DATA TO PROCESS ▸
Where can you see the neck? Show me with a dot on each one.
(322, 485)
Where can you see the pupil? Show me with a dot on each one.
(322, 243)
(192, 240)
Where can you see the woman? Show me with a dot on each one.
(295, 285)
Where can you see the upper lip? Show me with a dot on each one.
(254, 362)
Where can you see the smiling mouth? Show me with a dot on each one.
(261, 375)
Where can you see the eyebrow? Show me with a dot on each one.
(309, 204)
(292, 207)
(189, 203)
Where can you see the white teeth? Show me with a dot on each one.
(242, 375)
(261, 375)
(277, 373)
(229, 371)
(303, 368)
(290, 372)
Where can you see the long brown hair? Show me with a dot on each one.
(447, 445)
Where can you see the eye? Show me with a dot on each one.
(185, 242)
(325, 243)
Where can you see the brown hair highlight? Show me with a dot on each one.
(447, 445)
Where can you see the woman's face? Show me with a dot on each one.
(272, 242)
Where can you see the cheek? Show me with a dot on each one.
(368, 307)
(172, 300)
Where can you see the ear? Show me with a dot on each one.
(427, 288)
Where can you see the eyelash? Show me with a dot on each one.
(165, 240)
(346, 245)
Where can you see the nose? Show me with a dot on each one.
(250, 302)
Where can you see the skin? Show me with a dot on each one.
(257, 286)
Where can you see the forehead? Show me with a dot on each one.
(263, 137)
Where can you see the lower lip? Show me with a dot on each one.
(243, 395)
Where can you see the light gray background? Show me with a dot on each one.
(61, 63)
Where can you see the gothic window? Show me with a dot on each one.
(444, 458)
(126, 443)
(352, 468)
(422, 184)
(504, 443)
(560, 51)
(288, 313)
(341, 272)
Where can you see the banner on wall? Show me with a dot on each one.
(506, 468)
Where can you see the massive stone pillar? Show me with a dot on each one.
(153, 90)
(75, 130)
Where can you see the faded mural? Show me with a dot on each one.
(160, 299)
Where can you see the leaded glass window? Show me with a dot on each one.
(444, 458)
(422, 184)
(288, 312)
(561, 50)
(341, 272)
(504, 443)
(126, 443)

TASK GOAL ▸ Put every line of the listing above into a numbered list, leaving out any blank lines.

RESPONSE TO THIS TASK ▸
1. Where can you see the neck? Show me with a dot on each one.
2. (322, 485)
3. Where can you see the pupil? Show me with a dot on each one.
4. (322, 243)
5. (192, 240)
6. Where can you see the woman? Show me with a dot on each one.
7. (295, 285)
8. Where can you see the upper lip? Show me with a dot on each one.
9. (254, 362)
10. Where can you see the smiling mouth? Show me with a dot on each one.
11. (261, 375)
12. Where can you see the eyebrow? Show me with a dot on each one.
13. (309, 204)
14. (292, 207)
15. (189, 203)
16. Where can you see the white teeth? Show me with a dot on each one.
17. (242, 375)
18. (261, 375)
19. (277, 373)
20. (229, 371)
21. (303, 368)
22. (290, 372)
23. Where can you see the long brown hair? Show me with a dot on each one.
24. (447, 445)
25. Where can you see the eye? Show me with a dot on each one.
26. (185, 242)
27. (325, 243)
28. Where can you see the brown hair highlight? Show me with a dot on each one.
29. (447, 445)
30. Where can you see the woman's face? Show me with a dot on each one.
31. (272, 242)
32. Where can you see the cheek? Show me with a dot on each one.
33. (368, 307)
34. (172, 300)
35. Where can you see the ear? Show me with a dot on each one.
36. (427, 288)
37. Where can you see the eyelash? Show me with a dot on each one.
38. (165, 240)
39. (346, 245)
40. Where can you see the nose? Show me with a dot on each one.
41. (250, 302)
42. Where can you see the skin? Show me with a dot on each one.
43. (257, 286)
44. Where can you see the forehead? Show me with a dot on each one.
45. (263, 137)
46. Where can you see the lower lip? Show me with a dot on each one.
47. (243, 395)
48. Where can you see the light gray background? Show me with a dot on each one.
49. (61, 63)
50. Where can you see the gothic window? Show me with a dot on each one.
51. (444, 458)
52. (126, 443)
53. (352, 468)
54. (422, 184)
55. (504, 443)
56. (560, 51)
57. (288, 313)
58. (341, 272)
59. Where can you see the banner on wall? Show me with a dot on each one.
60. (506, 468)
61. Where can you see the massive stone pillar? Show me with a dot on each one.
62. (153, 90)
63. (75, 130)
64. Where can you see the faded mural? Show me with a dot on each one.
65. (160, 299)
66. Where can you see the leaded glass window? Show me with a dot on each one.
67. (444, 458)
68. (422, 184)
69. (288, 312)
70. (561, 50)
71. (341, 272)
72. (504, 443)
73. (126, 443)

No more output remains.